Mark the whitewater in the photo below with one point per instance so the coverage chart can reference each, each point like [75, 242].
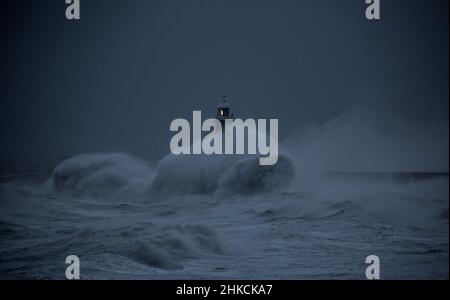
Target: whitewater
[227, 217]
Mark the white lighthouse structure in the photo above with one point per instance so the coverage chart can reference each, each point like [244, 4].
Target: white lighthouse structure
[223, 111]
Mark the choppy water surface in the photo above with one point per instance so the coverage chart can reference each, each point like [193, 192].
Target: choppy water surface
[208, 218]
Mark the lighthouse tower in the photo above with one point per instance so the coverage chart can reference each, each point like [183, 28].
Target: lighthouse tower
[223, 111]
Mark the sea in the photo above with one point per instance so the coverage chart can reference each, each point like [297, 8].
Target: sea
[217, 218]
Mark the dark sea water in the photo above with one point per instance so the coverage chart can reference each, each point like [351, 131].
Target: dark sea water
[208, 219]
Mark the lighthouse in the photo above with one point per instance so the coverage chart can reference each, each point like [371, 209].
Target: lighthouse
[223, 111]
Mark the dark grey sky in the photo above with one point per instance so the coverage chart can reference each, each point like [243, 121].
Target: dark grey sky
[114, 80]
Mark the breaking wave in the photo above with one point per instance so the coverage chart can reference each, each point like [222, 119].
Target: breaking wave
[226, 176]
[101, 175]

# # # #

> **What to produce**:
Present the material above as a Markdown table with two columns, Row and Material line, giving each line its own numbered row and skipping blank lines. Leave the pictures out of the table.

> **Solution to this problem**:
| Row | Material line |
|---|---|
| 1 | Mark the whitewater in the photo below with one point per instance so the coverage chart can reference each, each point like [75, 242]. |
| 2 | Target: whitewater |
| 3 | [227, 217] |
| 4 | Mark the white lighthouse structure in the photo above with one point per instance so the coverage chart can reference each, each point like [244, 4]. |
| 5 | Target: white lighthouse structure |
| 6 | [223, 111] |
| 7 | Mark the choppy water surface in the photo above with one point per instance so the coverage chart can reference each, each point like [193, 192]. |
| 8 | Target: choppy water surface |
| 9 | [208, 218] |
| 10 | Mark the lighthouse tower in the photo above with one point per instance so the coverage chart can reference each, each point like [183, 28]. |
| 11 | Target: lighthouse tower |
| 12 | [223, 111] |
| 13 | Mark the sea in the photo above with one point per instance so the coverage chart can reference each, each point like [297, 8]. |
| 14 | Target: sea |
| 15 | [217, 218] |
| 16 | Mark the dark sea water in the photo above with one point per instance so the coverage chart can reference each, each point like [351, 131]. |
| 17 | Target: dark sea water |
| 18 | [208, 219] |
| 19 | Mark the lighthouse in the photo above with one point per instance so the coverage chart can reference each, each point like [371, 209]. |
| 20 | Target: lighthouse |
| 21 | [223, 111] |
| 22 | Mark the dark grey sky in the photo above with one point per instance so the coverage chart can reference each, each point like [243, 121]. |
| 23 | Target: dark grey sky |
| 24 | [114, 80] |
| 25 | Mark the breaking wave in the photo above with one point per instance so the coverage chart can reference each, each point like [222, 119]. |
| 26 | Target: breaking wave |
| 27 | [226, 176] |
| 28 | [101, 175] |